[[ TASK DATA open ]]

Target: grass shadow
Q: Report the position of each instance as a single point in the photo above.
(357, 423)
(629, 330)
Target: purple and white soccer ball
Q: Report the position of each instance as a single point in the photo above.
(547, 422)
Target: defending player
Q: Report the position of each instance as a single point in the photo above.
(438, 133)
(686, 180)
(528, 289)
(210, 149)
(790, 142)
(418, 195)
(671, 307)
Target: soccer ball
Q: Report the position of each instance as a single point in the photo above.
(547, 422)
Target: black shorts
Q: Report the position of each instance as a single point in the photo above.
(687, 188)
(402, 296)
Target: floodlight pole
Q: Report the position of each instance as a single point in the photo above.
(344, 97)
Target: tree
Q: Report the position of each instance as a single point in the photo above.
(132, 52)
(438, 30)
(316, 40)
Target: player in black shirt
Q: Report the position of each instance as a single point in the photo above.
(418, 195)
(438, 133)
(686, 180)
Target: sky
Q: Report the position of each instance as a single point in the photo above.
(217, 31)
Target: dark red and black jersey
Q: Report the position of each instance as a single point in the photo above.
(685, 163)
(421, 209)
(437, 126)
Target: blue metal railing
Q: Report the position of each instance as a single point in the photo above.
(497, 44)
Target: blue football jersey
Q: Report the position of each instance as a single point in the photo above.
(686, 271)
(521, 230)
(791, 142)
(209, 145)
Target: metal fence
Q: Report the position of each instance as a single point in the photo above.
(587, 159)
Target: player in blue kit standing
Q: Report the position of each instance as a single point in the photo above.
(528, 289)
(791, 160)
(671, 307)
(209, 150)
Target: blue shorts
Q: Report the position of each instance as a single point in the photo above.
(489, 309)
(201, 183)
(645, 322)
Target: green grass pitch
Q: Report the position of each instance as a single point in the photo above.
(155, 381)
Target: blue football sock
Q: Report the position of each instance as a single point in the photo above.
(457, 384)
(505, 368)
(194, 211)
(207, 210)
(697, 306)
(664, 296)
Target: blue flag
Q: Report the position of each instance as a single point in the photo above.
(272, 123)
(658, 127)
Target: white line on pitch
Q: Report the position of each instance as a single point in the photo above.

[[ TASK DATA closed ]]

__TASK DESCRIPTION__
Out of the entries, report each line that contains the word "jersey".

__RESPONSE BELOW__
Target: dark red and black jersey
Target: blue football jersey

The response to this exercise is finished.